Start of Records
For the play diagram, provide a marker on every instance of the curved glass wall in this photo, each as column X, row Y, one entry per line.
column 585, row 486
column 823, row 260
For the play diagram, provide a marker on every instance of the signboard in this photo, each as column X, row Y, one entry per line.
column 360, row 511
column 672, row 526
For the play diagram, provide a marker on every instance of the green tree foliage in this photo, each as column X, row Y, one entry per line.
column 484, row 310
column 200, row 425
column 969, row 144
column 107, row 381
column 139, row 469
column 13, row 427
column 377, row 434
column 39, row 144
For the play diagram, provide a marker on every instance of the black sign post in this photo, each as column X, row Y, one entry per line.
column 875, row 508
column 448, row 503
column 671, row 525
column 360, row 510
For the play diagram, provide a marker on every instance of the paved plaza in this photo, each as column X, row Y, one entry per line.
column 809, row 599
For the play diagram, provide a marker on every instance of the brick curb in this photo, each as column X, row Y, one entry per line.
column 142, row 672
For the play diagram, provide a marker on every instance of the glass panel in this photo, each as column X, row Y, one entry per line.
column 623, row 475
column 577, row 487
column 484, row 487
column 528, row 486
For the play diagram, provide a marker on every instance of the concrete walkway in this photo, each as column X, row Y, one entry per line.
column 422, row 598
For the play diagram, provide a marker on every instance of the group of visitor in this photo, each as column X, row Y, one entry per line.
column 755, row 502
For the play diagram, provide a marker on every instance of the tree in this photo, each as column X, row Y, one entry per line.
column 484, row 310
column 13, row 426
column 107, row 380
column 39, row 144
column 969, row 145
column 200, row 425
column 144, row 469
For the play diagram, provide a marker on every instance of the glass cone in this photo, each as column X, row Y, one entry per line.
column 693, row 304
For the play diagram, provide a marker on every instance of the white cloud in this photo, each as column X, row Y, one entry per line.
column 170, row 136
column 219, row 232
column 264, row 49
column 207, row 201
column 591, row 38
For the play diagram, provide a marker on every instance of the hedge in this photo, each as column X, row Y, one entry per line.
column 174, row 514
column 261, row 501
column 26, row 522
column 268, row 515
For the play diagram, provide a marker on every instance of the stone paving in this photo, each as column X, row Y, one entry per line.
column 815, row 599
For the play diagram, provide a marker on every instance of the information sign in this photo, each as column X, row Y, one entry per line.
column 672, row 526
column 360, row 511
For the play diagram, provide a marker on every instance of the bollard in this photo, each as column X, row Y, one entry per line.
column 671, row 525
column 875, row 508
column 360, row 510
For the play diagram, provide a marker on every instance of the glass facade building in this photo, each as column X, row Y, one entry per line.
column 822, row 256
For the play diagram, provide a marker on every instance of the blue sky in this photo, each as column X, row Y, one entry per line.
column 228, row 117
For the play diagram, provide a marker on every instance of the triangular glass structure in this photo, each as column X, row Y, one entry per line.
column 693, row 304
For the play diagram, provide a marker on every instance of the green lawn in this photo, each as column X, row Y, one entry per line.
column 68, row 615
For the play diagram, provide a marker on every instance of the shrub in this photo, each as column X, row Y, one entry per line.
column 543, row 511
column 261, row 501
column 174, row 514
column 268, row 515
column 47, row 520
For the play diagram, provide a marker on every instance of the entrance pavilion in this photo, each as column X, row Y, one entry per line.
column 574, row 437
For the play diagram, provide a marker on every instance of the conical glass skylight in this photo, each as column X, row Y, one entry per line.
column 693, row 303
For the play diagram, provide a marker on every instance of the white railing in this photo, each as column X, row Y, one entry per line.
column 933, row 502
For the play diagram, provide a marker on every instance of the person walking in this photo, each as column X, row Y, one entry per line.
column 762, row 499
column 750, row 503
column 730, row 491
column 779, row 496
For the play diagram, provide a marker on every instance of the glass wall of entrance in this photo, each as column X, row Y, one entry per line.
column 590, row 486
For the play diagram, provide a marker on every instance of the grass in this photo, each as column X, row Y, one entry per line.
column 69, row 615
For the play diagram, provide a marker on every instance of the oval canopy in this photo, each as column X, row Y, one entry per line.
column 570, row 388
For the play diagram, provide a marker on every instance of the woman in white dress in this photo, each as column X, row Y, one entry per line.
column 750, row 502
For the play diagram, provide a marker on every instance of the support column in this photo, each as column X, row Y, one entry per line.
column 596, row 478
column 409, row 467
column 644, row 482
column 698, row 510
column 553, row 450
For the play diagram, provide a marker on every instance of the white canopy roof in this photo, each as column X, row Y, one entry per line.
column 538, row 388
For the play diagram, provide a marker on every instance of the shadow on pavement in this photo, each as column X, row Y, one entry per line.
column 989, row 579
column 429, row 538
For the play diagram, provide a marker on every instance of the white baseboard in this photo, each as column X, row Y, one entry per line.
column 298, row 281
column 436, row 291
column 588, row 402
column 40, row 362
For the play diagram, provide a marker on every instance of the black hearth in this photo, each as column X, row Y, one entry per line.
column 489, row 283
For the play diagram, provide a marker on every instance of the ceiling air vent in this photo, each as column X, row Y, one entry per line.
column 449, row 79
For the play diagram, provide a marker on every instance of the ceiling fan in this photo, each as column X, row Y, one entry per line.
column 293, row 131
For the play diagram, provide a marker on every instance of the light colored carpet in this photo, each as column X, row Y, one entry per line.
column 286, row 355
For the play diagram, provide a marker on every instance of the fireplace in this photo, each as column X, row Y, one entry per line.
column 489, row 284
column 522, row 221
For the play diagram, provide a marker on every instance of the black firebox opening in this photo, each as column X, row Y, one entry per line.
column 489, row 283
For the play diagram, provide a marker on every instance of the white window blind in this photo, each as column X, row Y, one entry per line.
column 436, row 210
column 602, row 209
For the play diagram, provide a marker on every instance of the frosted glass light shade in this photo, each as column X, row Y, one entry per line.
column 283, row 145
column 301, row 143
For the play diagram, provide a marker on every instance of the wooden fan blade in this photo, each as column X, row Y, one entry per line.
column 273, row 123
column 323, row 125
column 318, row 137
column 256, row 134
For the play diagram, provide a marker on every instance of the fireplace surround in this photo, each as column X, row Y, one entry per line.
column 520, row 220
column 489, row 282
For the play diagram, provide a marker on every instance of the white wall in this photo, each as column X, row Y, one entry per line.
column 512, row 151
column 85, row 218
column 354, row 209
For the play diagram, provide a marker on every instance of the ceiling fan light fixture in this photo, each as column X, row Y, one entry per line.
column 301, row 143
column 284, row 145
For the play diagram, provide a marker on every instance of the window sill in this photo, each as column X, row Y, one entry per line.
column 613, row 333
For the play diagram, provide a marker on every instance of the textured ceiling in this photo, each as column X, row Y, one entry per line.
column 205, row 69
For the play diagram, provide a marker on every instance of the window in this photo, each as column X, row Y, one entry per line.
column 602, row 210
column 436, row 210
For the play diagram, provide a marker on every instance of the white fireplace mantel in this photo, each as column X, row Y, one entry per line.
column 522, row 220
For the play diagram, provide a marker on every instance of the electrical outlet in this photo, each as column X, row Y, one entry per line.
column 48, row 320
End of Records
Exercise => Please update all the items above by replacing "play diagram" with "scene map", leaving everything else unchanged.

Task response =>
For the scene map, provide a marker on every instance of the curved glass wall in this photo, each as column X, row Y, one entry per line.
column 585, row 486
column 823, row 260
For the scene map, provide a marker on every instance of the signboard in this photo, each as column X, row Y, one entry per line.
column 360, row 511
column 672, row 526
For the scene map, provide a marker on every instance of the green tree foliage in this photo, each as column X, row Y, one entry per line.
column 484, row 310
column 200, row 425
column 969, row 144
column 107, row 381
column 139, row 469
column 13, row 427
column 377, row 434
column 39, row 144
For the scene map, provide a marker on every instance of the black sign post in this photo, each as column X, row Y, one entry per line.
column 875, row 508
column 448, row 503
column 671, row 525
column 360, row 510
For the scene map, provide a marker on every instance of the paved plaza in this photo, each as column X, row Y, one entry per line.
column 809, row 599
For the scene map, provide a marker on every instance of the brick curb in this photo, each as column X, row Y, one entry per line.
column 142, row 672
For the scene map, provide a marker on every instance of the glass panel in this photo, each as column X, row Y, one entry per line.
column 623, row 475
column 577, row 487
column 484, row 487
column 528, row 486
For the scene map, provide a marker on every instance of the concrete walkway in this photo, each as column X, row Y, one entry per line.
column 422, row 598
For the scene map, provide a marker on every instance of the group of visitor in this photo, each as column X, row Y, one entry per line.
column 755, row 502
For the scene map, provide a marker on every instance of the tree in this photo, each as column X, row Y, one entry per line.
column 484, row 310
column 13, row 426
column 107, row 380
column 39, row 144
column 969, row 145
column 200, row 425
column 144, row 469
For the scene map, provide a marker on every instance of the glass cone in this photo, each as column X, row Y, one entry per line.
column 693, row 304
For the scene map, provide a marker on every instance of the white cloud in this photo, each as column X, row Y, one entry per line.
column 170, row 136
column 219, row 232
column 264, row 49
column 207, row 201
column 591, row 38
For the scene map, provide a marker on every instance of the hedge in this photo, each as column X, row Y, one entry per line.
column 174, row 514
column 261, row 501
column 26, row 522
column 268, row 515
For the scene map, provide a marker on every instance of the stone paving in this photo, each as column X, row Y, one entry per line.
column 815, row 599
For the scene map, provide a marker on every instance of the information sign in this photo, each as column X, row Y, one entry per line.
column 672, row 526
column 360, row 511
For the scene map, provide a marker on every instance of the bollard in this photo, each as column X, row Y, one entry per line.
column 671, row 525
column 875, row 508
column 360, row 510
For the scene map, provide a marker on every instance of the glass facade building in this photo, each as column X, row Y, one entry per line.
column 822, row 256
For the scene map, provide a marker on every instance of the blue sky in this photo, each as column X, row Y, one entry per line.
column 228, row 117
For the scene map, provide a marker on every instance of the triangular glass structure in this photo, each as column X, row Y, one entry per line.
column 693, row 304
For the scene map, provide a marker on every instance of the green lawn in this photo, each as column X, row Y, one entry per line.
column 68, row 615
For the scene map, provide a marker on every instance of the shrub in this photo, each as column X, row Y, one entry per line.
column 543, row 511
column 261, row 501
column 174, row 514
column 268, row 515
column 47, row 520
For the scene map, provide a marker on every instance of the entrance pavilion in this photo, each as column X, row Y, one entry per line.
column 574, row 437
For the scene map, provide a marker on every instance of the conical glass skylight in this photo, each as column X, row Y, one entry per line.
column 693, row 303
For the scene map, provide a marker on every instance of the white railing in this photo, each as column X, row Y, one entry per line.
column 933, row 502
For the scene map, provide a marker on every instance of the person walking in this photo, each as column X, row Y, one entry per line.
column 762, row 499
column 750, row 503
column 730, row 491
column 779, row 496
For the scene map, provide a marker on every instance of the glass wall of entrance in this photo, each as column X, row Y, one entry per line.
column 590, row 486
For the scene map, provide a marker on every instance of the grass in this photo, each as column X, row Y, one entry per line.
column 69, row 615
For the scene map, provide a marker on every instance of the oval canopy in this photo, each as column X, row Y, one entry per line.
column 570, row 388
For the scene map, provide a marker on every instance of the woman in white dress in this photo, each as column X, row Y, one entry per line.
column 750, row 502
For the scene map, provide a marker on every instance of the support column in this photo, each as column X, row Y, one entry per line.
column 596, row 478
column 409, row 467
column 644, row 482
column 698, row 510
column 553, row 450
For the scene map, provide a marker on every instance of the white canopy roof in this photo, each as column X, row Y, one entry per line.
column 538, row 388
For the scene map, provide a marker on every instance of the shadow on pavement in this photo, each as column X, row Y, one entry per line.
column 989, row 579
column 429, row 538
For the scene map, provide a marker on every instance of the white baseboard in this photo, each as column X, row Y, one entry per line.
column 298, row 281
column 436, row 291
column 588, row 402
column 40, row 362
For the scene map, provide a marker on every instance of the black hearth in this photo, each as column X, row Y, one entry per line.
column 489, row 283
For the scene map, provide a marker on every instance of the ceiling air vent in this photo, each as column X, row Y, one entry per line.
column 449, row 79
For the scene map, provide a marker on every instance of the ceiling fan in this photo, each as column X, row Y, one entry per line.
column 293, row 131
For the scene map, provide a marker on every instance of the light colored carpet in this photo, each as column X, row Y, one entry per line.
column 286, row 355
For the scene map, provide a marker on every instance of the fireplace in this photo, each as column X, row Y, one entry per line.
column 489, row 284
column 522, row 221
For the scene map, provide a marker on every instance of the black firebox opening in this photo, each as column X, row Y, one entry per line.
column 489, row 283
For the scene map, provide a marker on every instance of the white window blind in this photo, each as column X, row Y, one entry per line.
column 436, row 210
column 602, row 209
For the scene map, provide a marker on every instance of the frosted glass light shade in this photo, each as column X, row Y, one entry per line.
column 283, row 145
column 301, row 143
For the scene map, provide a marker on every instance of the wooden fan blade in this photo, each as column X, row Y, one entry per line.
column 273, row 123
column 323, row 125
column 318, row 137
column 256, row 134
For the scene map, provide a marker on every instance of the fireplace surround in this photo, each as column X, row Y, one entry per line.
column 520, row 220
column 489, row 282
For the scene map, provide a marker on every instance of the white wall in this photo, each as column X, row Y, one entry per line.
column 512, row 151
column 85, row 218
column 354, row 209
For the scene map, provide a marker on every instance of the ceiling fan light fixture in this photo, each as column X, row Y, one entry per line.
column 301, row 143
column 284, row 145
For the scene map, provide a marker on every instance of the window sill in this photo, each as column X, row Y, one entry per line.
column 613, row 333
For the scene map, provide a marker on every instance of the textured ceiling in this photo, each as column X, row Y, one entry per line.
column 205, row 69
For the scene map, provide a marker on every instance of the window in this photo, each as column X, row Y, one entry per line.
column 602, row 210
column 436, row 210
For the scene map, provide a marker on every instance of the white fireplace mantel in this photo, each as column X, row Y, one entry per line.
column 522, row 220
For the scene map, provide a marker on every instance of the electrical outlet in this photo, each as column X, row Y, one entry per line.
column 48, row 320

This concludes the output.